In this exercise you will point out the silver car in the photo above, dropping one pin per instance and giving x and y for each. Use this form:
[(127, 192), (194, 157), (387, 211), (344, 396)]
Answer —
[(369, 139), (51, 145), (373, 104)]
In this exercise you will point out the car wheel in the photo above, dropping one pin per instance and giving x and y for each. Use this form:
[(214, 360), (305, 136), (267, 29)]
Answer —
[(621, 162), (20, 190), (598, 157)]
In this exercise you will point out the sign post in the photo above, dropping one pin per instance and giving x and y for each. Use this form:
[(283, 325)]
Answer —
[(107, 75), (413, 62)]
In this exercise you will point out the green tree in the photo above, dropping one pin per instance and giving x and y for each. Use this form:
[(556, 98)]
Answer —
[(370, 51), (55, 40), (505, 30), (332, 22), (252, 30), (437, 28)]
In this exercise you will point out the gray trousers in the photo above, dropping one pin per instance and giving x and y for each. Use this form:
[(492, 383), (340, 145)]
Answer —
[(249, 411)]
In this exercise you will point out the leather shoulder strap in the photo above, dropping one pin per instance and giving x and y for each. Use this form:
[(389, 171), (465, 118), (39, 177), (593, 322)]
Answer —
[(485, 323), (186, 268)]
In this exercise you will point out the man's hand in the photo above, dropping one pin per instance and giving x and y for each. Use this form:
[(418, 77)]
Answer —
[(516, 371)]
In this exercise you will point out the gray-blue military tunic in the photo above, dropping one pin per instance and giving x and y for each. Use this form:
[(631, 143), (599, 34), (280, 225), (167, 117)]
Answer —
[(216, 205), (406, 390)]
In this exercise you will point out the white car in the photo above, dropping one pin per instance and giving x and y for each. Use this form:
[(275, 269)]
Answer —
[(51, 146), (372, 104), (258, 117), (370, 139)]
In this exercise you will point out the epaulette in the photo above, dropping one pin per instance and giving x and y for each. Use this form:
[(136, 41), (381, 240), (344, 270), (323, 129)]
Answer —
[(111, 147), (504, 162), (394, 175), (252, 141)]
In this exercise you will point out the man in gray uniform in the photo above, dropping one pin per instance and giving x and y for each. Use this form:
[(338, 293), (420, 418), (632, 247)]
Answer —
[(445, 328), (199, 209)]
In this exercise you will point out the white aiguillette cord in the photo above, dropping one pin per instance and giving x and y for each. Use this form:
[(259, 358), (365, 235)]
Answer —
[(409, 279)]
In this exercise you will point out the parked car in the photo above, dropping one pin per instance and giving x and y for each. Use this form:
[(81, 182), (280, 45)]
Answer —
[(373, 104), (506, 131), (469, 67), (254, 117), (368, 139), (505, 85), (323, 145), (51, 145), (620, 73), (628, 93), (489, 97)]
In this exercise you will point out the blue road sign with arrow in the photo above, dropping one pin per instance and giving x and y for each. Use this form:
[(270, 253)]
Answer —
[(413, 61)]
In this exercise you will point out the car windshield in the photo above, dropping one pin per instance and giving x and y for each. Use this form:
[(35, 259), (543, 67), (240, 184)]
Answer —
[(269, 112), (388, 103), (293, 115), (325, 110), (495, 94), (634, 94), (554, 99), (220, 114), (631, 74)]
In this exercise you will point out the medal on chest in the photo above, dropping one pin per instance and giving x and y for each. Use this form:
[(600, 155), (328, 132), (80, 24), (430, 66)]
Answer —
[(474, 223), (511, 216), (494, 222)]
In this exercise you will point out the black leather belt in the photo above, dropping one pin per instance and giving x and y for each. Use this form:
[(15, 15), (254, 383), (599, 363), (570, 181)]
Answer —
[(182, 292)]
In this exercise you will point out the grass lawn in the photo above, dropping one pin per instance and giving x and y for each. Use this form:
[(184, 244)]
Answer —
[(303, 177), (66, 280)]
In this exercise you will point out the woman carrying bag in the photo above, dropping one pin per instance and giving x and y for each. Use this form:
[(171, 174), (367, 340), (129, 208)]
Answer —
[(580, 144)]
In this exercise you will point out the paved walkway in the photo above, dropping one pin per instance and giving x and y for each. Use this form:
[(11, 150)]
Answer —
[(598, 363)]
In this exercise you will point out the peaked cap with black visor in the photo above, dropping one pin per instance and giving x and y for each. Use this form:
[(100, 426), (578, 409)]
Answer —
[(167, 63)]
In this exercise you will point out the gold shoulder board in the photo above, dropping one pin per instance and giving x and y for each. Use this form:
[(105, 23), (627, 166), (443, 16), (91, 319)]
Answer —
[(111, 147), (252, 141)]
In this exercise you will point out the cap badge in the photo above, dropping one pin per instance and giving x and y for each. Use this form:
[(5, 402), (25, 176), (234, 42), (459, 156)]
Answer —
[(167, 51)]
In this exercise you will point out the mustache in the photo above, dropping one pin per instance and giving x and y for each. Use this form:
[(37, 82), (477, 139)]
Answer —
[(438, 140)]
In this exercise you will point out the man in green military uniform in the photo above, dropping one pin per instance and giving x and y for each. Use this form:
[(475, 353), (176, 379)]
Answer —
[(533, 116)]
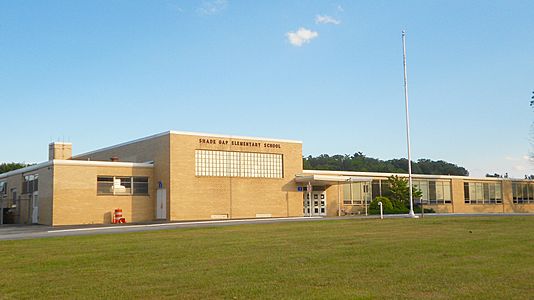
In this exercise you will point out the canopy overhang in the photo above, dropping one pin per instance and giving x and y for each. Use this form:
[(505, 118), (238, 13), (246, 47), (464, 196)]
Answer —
[(319, 180)]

• [AIM]:
Extract all of the lines above word for word, leaving out any pictures.

• [COMPLETE RESPONSE]:
In this exercise you will point out the silver car in the photo above, dropping one pin per instance and giving x and y for each. Use this form:
[(127, 192), (194, 157), (387, 211), (344, 396)]
Answer —
[(369, 139), (51, 145), (373, 104)]
In this exercise you will point out the car wheel in the photo above, dropping one pin per instance and giving x and y for each. Use this form:
[(214, 360), (305, 136), (267, 29)]
Answer —
[(621, 162), (20, 190), (598, 157)]
In this exercise you will point out the sign post in the photo above, dropping one pin per instance and giving x and y for each. Use this form:
[(283, 325)]
Answer —
[(107, 75), (413, 62)]
In this exercise you will point out the green tree in the photo above, dropping one pin per instance and giving x and y for each. Use this form:
[(556, 98)]
Answer —
[(370, 51), (55, 40), (505, 30), (332, 22), (252, 30), (437, 28)]
In this exercise you will point out the gray trousers in the photo above, dropping one pin per instance and giving x and y for each. Use this form:
[(492, 383), (340, 145)]
Answer —
[(249, 411)]
In this exercise you will point out the leather shoulder strap in the photo above, dropping one pin per instance and giving x and y for each. Use this form:
[(389, 171), (465, 118), (39, 177), (593, 322)]
Answer —
[(485, 323), (186, 268)]
In this exercise you will point out the man's hand in the photo above, dropping one pin per instance and giving x and y for each. Use this form:
[(418, 77)]
Answer —
[(516, 371)]
In this exercise you will point out the gray-blue military tunic in the photo above, dropping one pin per instance and giving x and y for each. Use this form:
[(631, 143), (599, 34), (280, 225), (167, 117)]
Answer —
[(216, 205), (406, 390)]
In this exercise you will point out the white car in the photo above, dropping one pin per instance and giving x and y for each. Use this form:
[(275, 269)]
Answer —
[(51, 146), (372, 104), (258, 117), (370, 139)]
In this exercise you will point out the epaulette in the photo above, dropping one pin per instance and giving x and y for each. Use this form:
[(136, 41), (381, 240), (344, 270), (323, 129)]
Answer —
[(111, 147), (504, 162), (394, 175), (252, 141)]
In this exercise you will point out the man in gray uniform in the photo above, dropping one pin per instance and giving x and y for each. Use this form:
[(338, 293), (420, 418), (632, 247)]
Answer —
[(445, 328), (199, 209)]
In this exercise you will point out the white aiguillette cord in the photo above, dropping one pin per instance and giving x and y for each. Use this form:
[(259, 358), (365, 235)]
Answer —
[(409, 279)]
In this exercise you will point out the parked car in the photo above, dropping one pin per instance and giving x and y for each. Use this form:
[(81, 182), (280, 45)]
Answer —
[(373, 104), (506, 131), (469, 67), (254, 117), (368, 139), (505, 85), (323, 145), (51, 145), (620, 73), (628, 93), (489, 97)]
In this exercise you will point out the blue road sign with arrow in the photo above, dropping one pin per instance and giving x and y for each. Use this form:
[(270, 253)]
Answer —
[(413, 61)]
In this exercise you will point out the car windshield in the photo above, dropping one pin per instance and giving x and y for each. Use this form:
[(35, 259), (543, 67), (240, 184)]
Answer —
[(269, 112), (388, 103), (293, 115), (325, 110), (495, 94), (634, 94), (554, 99), (220, 114), (631, 74)]
In this exercise you will point out the medal on chest in the photo above, dropping one pin per instance and giving x and y for each. Use this form:
[(600, 155), (328, 132), (80, 24), (430, 66)]
Answer —
[(474, 223), (511, 216), (494, 222)]
In this exercise you will point out the black leather belt in the photo above, dropping one pin per instance and giving x and y for each. Use this form:
[(15, 15), (254, 383), (599, 363), (570, 181)]
Answer —
[(182, 292)]
In this exercise you will point out the grass lawn in the photo above, dropping one pin per instance and giving x and y for each. Use this form:
[(184, 244)]
Answer —
[(303, 177), (66, 280)]
In this exercise you will point out the woman carrying bag in the photo above, dropping one pin per instance and giving x and y for each. Use this form:
[(171, 174), (367, 340), (129, 208)]
Answer —
[(580, 144)]
In this exercise you will point out the paved walkway in the photo above, dropping one pin per instance and giving x and y for each. Use this form:
[(11, 150)]
Answer —
[(598, 363)]
In this exercise you will point out the peaked cap with black visor in the photo above, dropping one pin per instance and giving x and y for each. Use this form:
[(100, 426), (578, 409)]
Answer —
[(167, 63)]
In this exercise you will point out the gold shoulder board in the photo above, dropping one pin per instance and giving x and y for each. Use this form:
[(105, 23), (627, 166), (443, 16), (91, 319)]
Answer —
[(111, 147), (252, 141)]
In this exercise you will point out the cap badge in the photo above, dropping one pin per instance and giving x and y for each. Use this form:
[(5, 402), (25, 176), (234, 42), (459, 156)]
Answer —
[(167, 51)]
In this exercise you will point out the mustache in the photo above, dropping one pin per instance and giving x and y for each. Use this form:
[(37, 82), (477, 139)]
Answer —
[(438, 140)]
In this exercise you will point out the man in green military uniform in the photo above, dropping one pin per instance and giving x and y for each. Use this form:
[(475, 353), (176, 379)]
Answer —
[(533, 116)]
In this exercise you will point out the canopy overhang in the photo above, dropping one pin per instance and giving x and y for each. Use this form:
[(505, 118), (238, 13), (246, 47), (464, 196)]
Answer —
[(319, 180)]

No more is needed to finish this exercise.